## The problem
All records below are to be set down exactly, each character intact.

□ □ □

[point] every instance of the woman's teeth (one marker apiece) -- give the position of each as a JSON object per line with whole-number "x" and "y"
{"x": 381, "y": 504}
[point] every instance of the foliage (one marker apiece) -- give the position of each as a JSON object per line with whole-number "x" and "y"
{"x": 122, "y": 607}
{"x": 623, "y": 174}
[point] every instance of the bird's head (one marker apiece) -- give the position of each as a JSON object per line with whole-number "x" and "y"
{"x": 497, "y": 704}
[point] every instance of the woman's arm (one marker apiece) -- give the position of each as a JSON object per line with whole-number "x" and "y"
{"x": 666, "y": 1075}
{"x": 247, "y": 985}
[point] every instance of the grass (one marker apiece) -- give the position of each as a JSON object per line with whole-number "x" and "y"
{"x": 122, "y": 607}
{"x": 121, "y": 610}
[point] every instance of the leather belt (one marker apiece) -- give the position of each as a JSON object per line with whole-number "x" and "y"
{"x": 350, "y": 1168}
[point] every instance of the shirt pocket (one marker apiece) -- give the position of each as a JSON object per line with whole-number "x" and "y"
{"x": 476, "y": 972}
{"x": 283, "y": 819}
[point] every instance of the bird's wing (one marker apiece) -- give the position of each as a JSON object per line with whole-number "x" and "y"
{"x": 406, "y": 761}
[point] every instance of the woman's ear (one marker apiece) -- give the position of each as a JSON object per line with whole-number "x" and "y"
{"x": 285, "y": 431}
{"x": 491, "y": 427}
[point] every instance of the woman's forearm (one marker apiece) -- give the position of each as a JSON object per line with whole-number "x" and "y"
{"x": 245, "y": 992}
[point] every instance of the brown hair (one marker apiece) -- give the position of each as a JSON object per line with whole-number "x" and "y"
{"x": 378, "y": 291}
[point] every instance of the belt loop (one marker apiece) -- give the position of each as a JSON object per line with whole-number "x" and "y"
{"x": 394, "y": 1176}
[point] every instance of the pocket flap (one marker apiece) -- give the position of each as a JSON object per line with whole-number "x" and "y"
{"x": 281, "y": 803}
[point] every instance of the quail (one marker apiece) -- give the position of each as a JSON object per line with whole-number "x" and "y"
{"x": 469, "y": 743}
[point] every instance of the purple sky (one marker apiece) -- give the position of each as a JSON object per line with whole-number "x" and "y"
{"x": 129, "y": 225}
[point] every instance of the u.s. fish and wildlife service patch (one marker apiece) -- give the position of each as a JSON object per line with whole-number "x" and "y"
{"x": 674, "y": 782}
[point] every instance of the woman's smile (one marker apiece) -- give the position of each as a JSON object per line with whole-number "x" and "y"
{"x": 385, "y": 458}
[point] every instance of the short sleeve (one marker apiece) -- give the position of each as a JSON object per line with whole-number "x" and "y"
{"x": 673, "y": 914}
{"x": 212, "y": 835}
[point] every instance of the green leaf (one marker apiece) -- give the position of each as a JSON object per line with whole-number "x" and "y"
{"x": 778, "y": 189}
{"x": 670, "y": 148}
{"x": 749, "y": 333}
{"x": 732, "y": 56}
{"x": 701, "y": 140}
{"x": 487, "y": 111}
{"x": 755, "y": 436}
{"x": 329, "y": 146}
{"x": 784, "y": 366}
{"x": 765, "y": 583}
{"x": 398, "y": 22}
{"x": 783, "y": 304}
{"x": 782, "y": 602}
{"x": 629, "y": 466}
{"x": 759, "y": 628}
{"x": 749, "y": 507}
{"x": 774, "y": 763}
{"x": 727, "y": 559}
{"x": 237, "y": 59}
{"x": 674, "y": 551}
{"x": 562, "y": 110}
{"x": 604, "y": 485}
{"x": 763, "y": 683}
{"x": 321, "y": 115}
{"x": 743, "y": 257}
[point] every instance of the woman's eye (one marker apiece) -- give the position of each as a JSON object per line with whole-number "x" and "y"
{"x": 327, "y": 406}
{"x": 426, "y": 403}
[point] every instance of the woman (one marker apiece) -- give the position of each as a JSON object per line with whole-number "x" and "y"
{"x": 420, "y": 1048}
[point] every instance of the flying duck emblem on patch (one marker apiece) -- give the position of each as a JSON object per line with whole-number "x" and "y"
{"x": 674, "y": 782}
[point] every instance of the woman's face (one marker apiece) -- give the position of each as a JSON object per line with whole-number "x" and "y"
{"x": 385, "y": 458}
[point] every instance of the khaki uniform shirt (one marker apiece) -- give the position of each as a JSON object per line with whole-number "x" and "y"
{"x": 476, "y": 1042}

□ □ □

## Result of this exercise
[point] every instance of the woman's teeth (one marker apiece) -- give the position of each as a JSON object per line with whole-number "x" and "y"
{"x": 381, "y": 504}
[point] every instance of the foliage (one marker apiece) -- give the position of each as a JSON object per line with whole-number "x" and "y"
{"x": 122, "y": 607}
{"x": 623, "y": 174}
[point] every instance of the bird's head (one marker apiece) -- give the position of each as a JSON object per line with whole-number "x" and "y"
{"x": 497, "y": 704}
[point] every instance of the woman's arm (one marker apiece) -- give the position of each as a JSON object per line with whole-number "x" and "y"
{"x": 666, "y": 1075}
{"x": 247, "y": 985}
[point] every instance of the grass (one marker apiece) -- give the position of each as a JSON object per line with whole-number "x" and "y"
{"x": 122, "y": 607}
{"x": 121, "y": 610}
[point] every instance of the leather belt (one marker apiece) -- give the position of each as a JSON object per line with whole-number "x" and "y"
{"x": 350, "y": 1168}
[point] every instance of the shirt pocket (one marker apiece) -- give the position of each as a JSON object per line with whole-number "x" and "y"
{"x": 476, "y": 972}
{"x": 283, "y": 819}
[point] every instance of the bird's wing (one marker apiece) -- give the position of each as a JSON object per line with whole-number "x" and "y"
{"x": 406, "y": 761}
[point] every instance of the woman's ear (one marker apiece) -- give the position of each as a JSON object per line with whole-number "x" and "y"
{"x": 285, "y": 431}
{"x": 491, "y": 427}
[point] every instance of the woman's forearm (one marker apiece) -- give the position of each as a JSON object per line with whole-number "x" and "y"
{"x": 245, "y": 992}
[point] every instance of the brown hair (one marker apiece) -- give the position of each as a JSON object per line with whole-number "x" and "y"
{"x": 378, "y": 291}
[point] every instance of the belt loop (one marker apiece) -- give the position of each as a JSON object per line with whole-number "x" and "y"
{"x": 394, "y": 1176}
[point] every instance of the pocket flap (one marker apiece) -- give the position of each as a JSON object per line with whole-number "x" and "y"
{"x": 281, "y": 803}
[point] every instance of the quail (one marker apiece) -- give the position of each as a JSON object per line with whole-number "x" and "y"
{"x": 469, "y": 743}
[point] every instance of the purple sky (one marker apiece) -- give the position of each as a JSON object per line with whole-number "x" and "y"
{"x": 129, "y": 225}
[point] every instance of the u.s. fish and wildlife service patch (one marker apiece) -- give the position of each as a JSON object per line with whole-number "x" and "y"
{"x": 674, "y": 782}
[point] every instance of the woman's smile (one marker apiece) -- give the position of each as a JSON object per line with whole-number "x" and "y"
{"x": 385, "y": 458}
[point] every instance of the short sleeve (one marker apiece) -- give the position of each as a JSON object per line with whole-number "x" and "y"
{"x": 673, "y": 914}
{"x": 212, "y": 835}
[point] every instance of the green leaf (one marker apiece) -- give the position of each as a JSON object per line with whole-number "x" and "y"
{"x": 778, "y": 189}
{"x": 670, "y": 148}
{"x": 749, "y": 333}
{"x": 732, "y": 56}
{"x": 701, "y": 140}
{"x": 487, "y": 111}
{"x": 755, "y": 436}
{"x": 329, "y": 146}
{"x": 784, "y": 366}
{"x": 765, "y": 583}
{"x": 398, "y": 22}
{"x": 783, "y": 304}
{"x": 782, "y": 602}
{"x": 629, "y": 466}
{"x": 759, "y": 628}
{"x": 749, "y": 507}
{"x": 774, "y": 763}
{"x": 727, "y": 559}
{"x": 237, "y": 59}
{"x": 674, "y": 551}
{"x": 562, "y": 110}
{"x": 604, "y": 485}
{"x": 763, "y": 683}
{"x": 321, "y": 115}
{"x": 743, "y": 257}
[point] every instance of the woman's eye (one marker apiece) -- give the position of each as a JSON object per line with whole-number "x" and "y"
{"x": 327, "y": 406}
{"x": 426, "y": 403}
[point] every instance of the woman (one marker apiece) -- give the position of each as a JSON object per line with whole-number "x" and "y"
{"x": 420, "y": 1048}
[point] every instance of the flying duck emblem on patch (one marker apiece) -- give the position of each as a JSON object per line with whole-number "x" and "y"
{"x": 674, "y": 782}
[point] every instance of the woman's face (one marker apiece) -- give the position of each as a JSON object per line with whole-number "x" and "y"
{"x": 385, "y": 458}
[point] every instance of the khaki uniform shirt (one marker apiece) -- give the position of each as a JSON object per line with whole-number "x" and "y"
{"x": 476, "y": 1042}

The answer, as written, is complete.